* **SOURCE**:
•••

# What kind of treats do you give your doves outside of the cage?



## JoeA92 (Feb 11, 2013)

I've built a tall training perch and I've got a target stick and clicker ready to start training. I occasionally give her millet and veggies in her cage. Strangely enough she will attack her millet spray and eat what's left on the floor in her cage unless she's on her high perch (which then she could care less), but outside the cage ignores it completely.


----------



## Jay3 (May 4, 2008)

Don't think actual doves can be taught to do tricks.


----------



## JoeA92 (Feb 11, 2013)

I'm not trying for parlor tricks just things like touching a target, coming to me or going to a perch which are things that game birds can be taught.


----------



## Lefty07 (Dec 30, 2009)

I use hemp seed as a treat food for my doves. I usually feed it to them from my hand. Hemp is a nutritious but rich (fatty) seed. Ringneck Doves love it but it's good to reserve it only as a treat because too much will be fattening for them. So it would work out well for training or taming. My doves fly right to me as soon as they hear me rattling the bag of hemp seed!

•••

* **COLLECTED MATERIAL**:
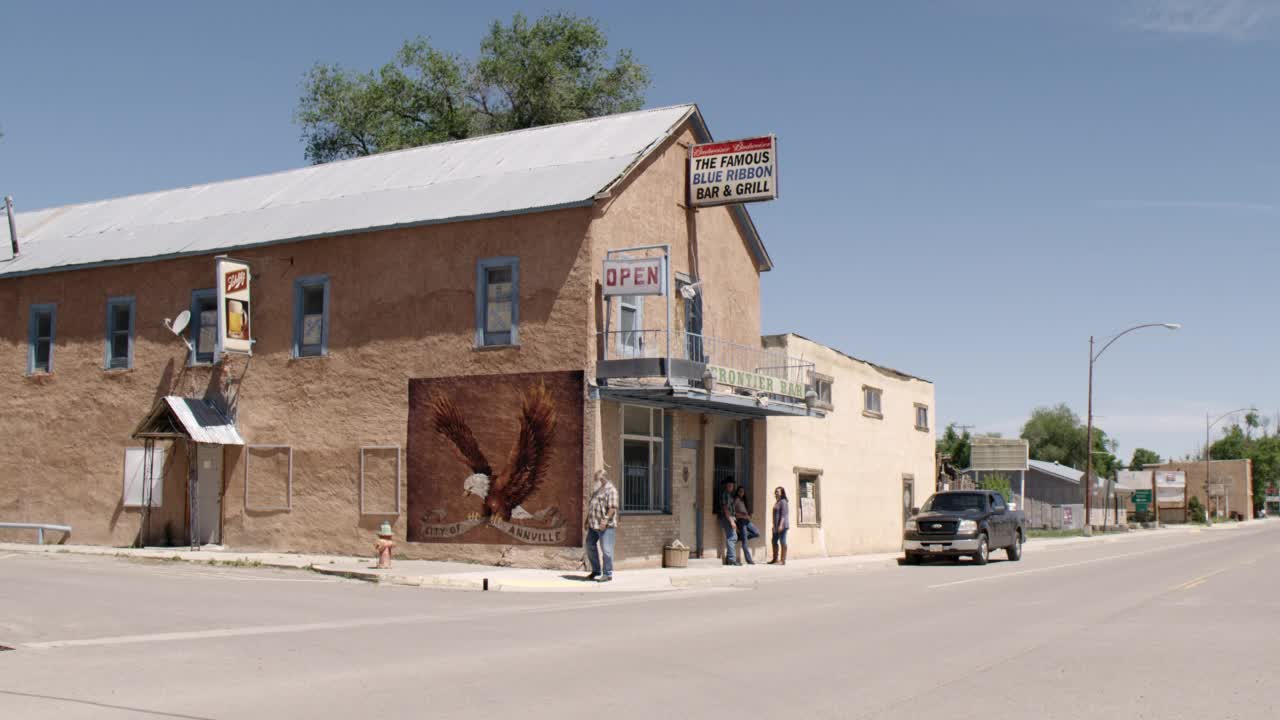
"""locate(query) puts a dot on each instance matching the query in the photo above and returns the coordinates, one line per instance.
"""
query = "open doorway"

•••

* **WORK TO COMPLETE**:
(a) From the dove-treats thread, list every piece of training equipment JoeA92 says is built or ready.
(b) Summarize the dove-treats thread in two sentences.
The data above is separate material from the dove-treats thread.

* **EXPECTED RESPONSES**:
(a)
- A tall training perch
- A target stick
- A clicker

(b) JoeA92 is ready to train a dove that eats millet in the cage but ignores it outside. After Jay3 doubts that doves can learn tricks, JoeA92 clarifies that the goal is simple behaviors like touching a target or going to a perch, and Lefty07 recommends hand-fed hemp seed as a nutritious treat that is fattening in excess and brings the doves flying at the sound of the bag.